**WORK TO BE COMPLETED:** Quote the whole listing word for word, please.

[Dataset records about object locations]
↓↓↓

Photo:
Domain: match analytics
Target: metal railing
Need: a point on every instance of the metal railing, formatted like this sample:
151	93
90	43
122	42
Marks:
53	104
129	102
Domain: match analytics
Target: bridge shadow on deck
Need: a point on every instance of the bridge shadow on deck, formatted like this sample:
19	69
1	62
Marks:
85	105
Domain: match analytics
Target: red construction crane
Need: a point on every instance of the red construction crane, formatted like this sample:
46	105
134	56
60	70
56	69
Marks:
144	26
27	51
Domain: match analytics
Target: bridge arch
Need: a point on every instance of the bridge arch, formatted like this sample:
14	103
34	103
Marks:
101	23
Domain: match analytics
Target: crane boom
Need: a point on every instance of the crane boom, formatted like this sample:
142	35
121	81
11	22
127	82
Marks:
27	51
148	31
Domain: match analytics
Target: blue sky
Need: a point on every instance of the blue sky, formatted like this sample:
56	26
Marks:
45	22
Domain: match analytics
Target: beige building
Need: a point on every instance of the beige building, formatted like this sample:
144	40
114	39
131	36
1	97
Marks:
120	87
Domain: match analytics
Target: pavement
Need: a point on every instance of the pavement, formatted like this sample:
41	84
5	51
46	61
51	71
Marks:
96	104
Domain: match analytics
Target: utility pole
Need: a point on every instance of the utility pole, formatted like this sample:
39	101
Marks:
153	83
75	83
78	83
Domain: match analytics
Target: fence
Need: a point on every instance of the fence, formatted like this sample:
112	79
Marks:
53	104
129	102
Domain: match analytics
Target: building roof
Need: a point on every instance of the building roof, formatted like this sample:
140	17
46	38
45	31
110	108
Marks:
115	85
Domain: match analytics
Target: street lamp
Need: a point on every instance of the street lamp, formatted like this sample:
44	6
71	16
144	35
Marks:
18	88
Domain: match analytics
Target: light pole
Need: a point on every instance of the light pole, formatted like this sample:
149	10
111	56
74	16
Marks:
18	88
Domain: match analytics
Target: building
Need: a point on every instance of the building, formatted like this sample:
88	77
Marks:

↑↑↑

**REPLY TO THE EXERCISE:**
Photo:
Domain: match analytics
Target: metal railing
Need: a point on every instance of the metal railing, formatted like this sample:
151	93
90	43
122	42
Marks:
53	104
129	102
Domain: match analytics
Target: bridge shadow on deck
Need: a point on every instance of the bridge shadow on deck, formatted like this sample:
19	69
1	62
Marks:
85	105
Domain: match analytics
Target: red construction crane
Need: a point on every instance of the red construction crane, formatted like this sample:
46	105
134	56
60	70
56	69
Marks:
144	26
27	51
Domain: match analytics
Target: bridge arch
Need: a point on every instance of the bridge arch, formatted like this sample:
14	103
34	103
Marks:
101	23
Domain: match analytics
Target: crane boom
Need: a point on every instance of the crane boom, formatted like this sample:
142	35
121	81
11	22
127	82
Marks:
27	51
148	31
Domain: match analytics
Target: blue sky
Need: a point on every instance of the blue sky, formatted like this sample:
56	26
Marks:
45	22
Domain: match analytics
Target: beige building
Need: a point on every instance of the beige building, formatted like this sample:
144	40
114	39
131	36
1	97
Marks:
120	87
Domain: match analytics
Target: pavement
Need: a point on every instance of the pavement, formatted like this sample:
41	84
5	51
46	61
51	71
Marks:
96	104
Domain: match analytics
Target: utility pole
Need: a point on every instance of the utility pole, formatted like this sample:
39	101
Marks:
153	83
75	83
78	83
Domain: match analytics
Target: fence
Need: a point on every instance of the fence, formatted like this sample:
112	79
Marks:
53	104
129	102
Domain: match analytics
Target: building roof
Need: a point on every instance of the building roof, formatted like this sample:
140	17
46	38
45	31
110	108
Marks:
115	85
Domain: match analytics
Target: street lamp
Need: a point on every instance of the street lamp, formatted like this sample:
44	6
71	16
144	35
Marks:
18	88
Domain: match analytics
Target: light pole
Need: a point on every instance of the light pole, formatted like this sample:
149	10
111	56
74	16
Marks:
18	88
Domain: match analytics
Target: building
Need: a point on every instance of the building, formatted like this sample:
88	77
Marks:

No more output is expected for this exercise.